## How to complete this task
Please print each record that follows precisely as it appears.

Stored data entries

>>>

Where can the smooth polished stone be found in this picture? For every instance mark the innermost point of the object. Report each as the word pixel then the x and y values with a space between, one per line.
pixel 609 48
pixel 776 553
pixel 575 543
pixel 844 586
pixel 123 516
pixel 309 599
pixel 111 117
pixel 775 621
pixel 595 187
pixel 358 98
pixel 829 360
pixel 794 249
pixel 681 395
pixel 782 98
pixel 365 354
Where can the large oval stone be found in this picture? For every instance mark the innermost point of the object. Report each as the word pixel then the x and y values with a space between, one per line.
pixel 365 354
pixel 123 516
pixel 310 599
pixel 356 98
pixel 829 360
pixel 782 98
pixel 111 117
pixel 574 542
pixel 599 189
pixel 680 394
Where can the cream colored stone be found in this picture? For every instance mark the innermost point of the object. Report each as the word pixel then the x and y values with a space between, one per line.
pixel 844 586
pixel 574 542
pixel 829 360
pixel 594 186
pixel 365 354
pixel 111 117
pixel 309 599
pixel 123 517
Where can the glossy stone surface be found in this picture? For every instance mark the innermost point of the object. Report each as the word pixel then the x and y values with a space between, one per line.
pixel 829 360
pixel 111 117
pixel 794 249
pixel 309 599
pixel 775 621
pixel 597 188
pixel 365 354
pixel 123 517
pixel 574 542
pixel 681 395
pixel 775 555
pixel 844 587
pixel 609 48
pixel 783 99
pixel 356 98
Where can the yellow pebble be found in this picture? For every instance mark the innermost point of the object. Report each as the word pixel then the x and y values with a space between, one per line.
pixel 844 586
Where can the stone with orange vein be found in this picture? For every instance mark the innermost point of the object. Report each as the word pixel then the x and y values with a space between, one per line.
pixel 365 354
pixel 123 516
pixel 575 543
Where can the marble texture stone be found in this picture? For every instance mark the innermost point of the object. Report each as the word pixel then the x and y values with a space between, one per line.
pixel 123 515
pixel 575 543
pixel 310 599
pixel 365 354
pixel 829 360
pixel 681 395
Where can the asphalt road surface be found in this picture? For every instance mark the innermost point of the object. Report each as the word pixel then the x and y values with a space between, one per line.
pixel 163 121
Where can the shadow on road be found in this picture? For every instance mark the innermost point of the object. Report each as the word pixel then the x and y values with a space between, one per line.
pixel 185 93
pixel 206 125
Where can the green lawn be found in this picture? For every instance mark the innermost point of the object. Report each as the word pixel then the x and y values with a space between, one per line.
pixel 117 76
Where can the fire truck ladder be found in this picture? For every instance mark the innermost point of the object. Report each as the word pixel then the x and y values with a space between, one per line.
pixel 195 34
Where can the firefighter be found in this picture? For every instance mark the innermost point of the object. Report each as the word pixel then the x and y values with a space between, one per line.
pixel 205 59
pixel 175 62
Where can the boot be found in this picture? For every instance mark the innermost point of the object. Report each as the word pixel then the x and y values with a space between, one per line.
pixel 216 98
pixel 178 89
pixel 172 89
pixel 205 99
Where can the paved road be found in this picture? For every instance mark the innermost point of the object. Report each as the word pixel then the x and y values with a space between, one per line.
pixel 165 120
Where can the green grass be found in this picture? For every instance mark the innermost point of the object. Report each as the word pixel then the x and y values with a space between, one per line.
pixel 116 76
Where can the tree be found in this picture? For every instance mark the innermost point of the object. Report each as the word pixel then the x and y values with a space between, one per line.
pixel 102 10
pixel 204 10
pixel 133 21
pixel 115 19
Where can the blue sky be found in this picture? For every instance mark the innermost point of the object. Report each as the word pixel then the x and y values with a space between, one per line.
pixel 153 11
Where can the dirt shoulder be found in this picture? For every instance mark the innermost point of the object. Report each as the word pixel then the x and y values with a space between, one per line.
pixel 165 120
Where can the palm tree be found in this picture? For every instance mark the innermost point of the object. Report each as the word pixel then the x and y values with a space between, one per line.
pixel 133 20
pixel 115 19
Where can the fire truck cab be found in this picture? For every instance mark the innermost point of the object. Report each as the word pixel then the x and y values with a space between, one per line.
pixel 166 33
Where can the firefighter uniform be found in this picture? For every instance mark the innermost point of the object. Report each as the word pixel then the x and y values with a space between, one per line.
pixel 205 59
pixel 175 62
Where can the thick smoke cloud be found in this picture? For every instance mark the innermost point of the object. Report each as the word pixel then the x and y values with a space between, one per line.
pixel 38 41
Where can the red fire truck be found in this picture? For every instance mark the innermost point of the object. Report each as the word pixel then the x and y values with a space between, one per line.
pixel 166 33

<<<

## Result for this exercise
Where can the smooth polished stone be found in this picture? For every instance mark the innermost point of the object. Report each as the word pixel then the x and y values with a space between, one per line.
pixel 609 48
pixel 776 553
pixel 575 543
pixel 844 586
pixel 123 516
pixel 309 599
pixel 111 117
pixel 775 621
pixel 595 187
pixel 358 98
pixel 829 360
pixel 794 249
pixel 681 395
pixel 782 98
pixel 365 354
Where can the large oval stone be found in this picture? For every instance mark the innermost point of the object. Report each as the word pixel then the x and y values with a space between, one per line.
pixel 365 354
pixel 123 516
pixel 310 599
pixel 356 98
pixel 829 360
pixel 782 98
pixel 111 117
pixel 574 542
pixel 599 189
pixel 680 394
Where can the cream colored stone be found in this picture? For every instance mark the innermost point of the object. Report each as the word pixel then the x and y values with a space between, one per line.
pixel 844 586
pixel 574 542
pixel 829 360
pixel 594 186
pixel 365 354
pixel 111 117
pixel 309 599
pixel 123 517
Where can the glossy stone surface be found in this picture? For every instance mark the innermost point of the object. Report each as the word pixel then the x and y values with a space between, one per line.
pixel 829 360
pixel 111 117
pixel 794 249
pixel 309 599
pixel 775 621
pixel 597 188
pixel 365 354
pixel 123 517
pixel 574 542
pixel 681 395
pixel 775 555
pixel 844 587
pixel 609 48
pixel 783 99
pixel 356 98
Where can the yellow pebble be found in this picture? For every instance mark the innermost point of the object. Report each as the word pixel then the x and y values with a space between, one per line.
pixel 844 586
Where can the stone with orange vein be found in this picture? For every instance mark the innermost point of the object. Report each as the word pixel then the x and y values with a space between, one per line.
pixel 365 354
pixel 123 516
pixel 575 543
Where can the marble texture stone be found in this picture? For every instance mark the innermost point of the object. Report each as the word pixel then the x and y values with a space between, one per line.
pixel 123 515
pixel 575 543
pixel 310 599
pixel 365 354
pixel 829 360
pixel 681 395
Where can the asphalt road surface be found in this picture? For every instance mark the innermost point of the object. Report each as the word pixel then the x and y values with a space between, one per line.
pixel 163 121
Where can the shadow on road be found in this picture? For every instance mark the innermost point of the object. Report each as the word pixel then the x and y values with a space between, one per line.
pixel 185 93
pixel 206 125
Where can the green lawn be found in this picture? For every instance mark the innermost point of the object. Report each as the word pixel then the x and y values with a space between, one per line.
pixel 117 76
Where can the fire truck ladder be found in this picture? For every instance mark the innermost point of the object. Report each as the word pixel then the x and y values with a space between, one per line.
pixel 195 34
Where can the firefighter be found in this picture? For every instance mark the innermost point of the object. Report each as the word pixel then the x and y values with a space between, one per line.
pixel 205 59
pixel 175 62
Where can the boot be found in this picture? For every instance mark the innermost point of the object. Report each as the word pixel then the x and y values with a space between, one per line.
pixel 216 98
pixel 178 89
pixel 172 89
pixel 205 99
Where can the paved road be found in this picture? For every instance mark the innermost point of the object. Report each as the word pixel then the x and y values with a space between, one per line.
pixel 165 120
Where can the green grass be found in this picture? For every instance mark the innermost point of the object. Report each as the word pixel then the x and y values with a space between, one per line.
pixel 116 76
Where can the tree be found in this picture? For every instance mark the innermost point of the object. Report each as the word pixel then the x and y values with a space between, one per line.
pixel 102 10
pixel 204 10
pixel 133 21
pixel 115 19
Where can the blue sky be found in this picture? For every instance mark the innermost point of the object. Report each as the word pixel then the x and y values with a space between, one per line.
pixel 153 11
Where can the dirt shoulder be found in this picture? For every instance mark the innermost point of the object. Report each as the word pixel then the x and y values with a space between, one per line.
pixel 165 120
Where can the palm tree be found in this picture? For every instance mark the innermost point of the object. Report each as the word pixel then the x and y values with a space between, one per line.
pixel 133 20
pixel 115 19
Where can the fire truck cab be found in this picture? For every instance mark the innermost point of the object. Report each as the word pixel then the x and y values with a space between, one per line.
pixel 166 33
Where can the firefighter uniform be found in this picture? For every instance mark the innermost point of the object. Report each as the word pixel then the x and y values with a space between, one per line.
pixel 205 59
pixel 175 62
Where can the thick smoke cloud be found in this picture? For every instance mark the innermost point of the object. Report each as the word pixel then the x and y values with a space between, one per line.
pixel 38 41
Where can the red fire truck be found in this picture? For every instance mark the innermost point of the object. Report each as the word pixel then the x and y values with a space between, one per line.
pixel 166 33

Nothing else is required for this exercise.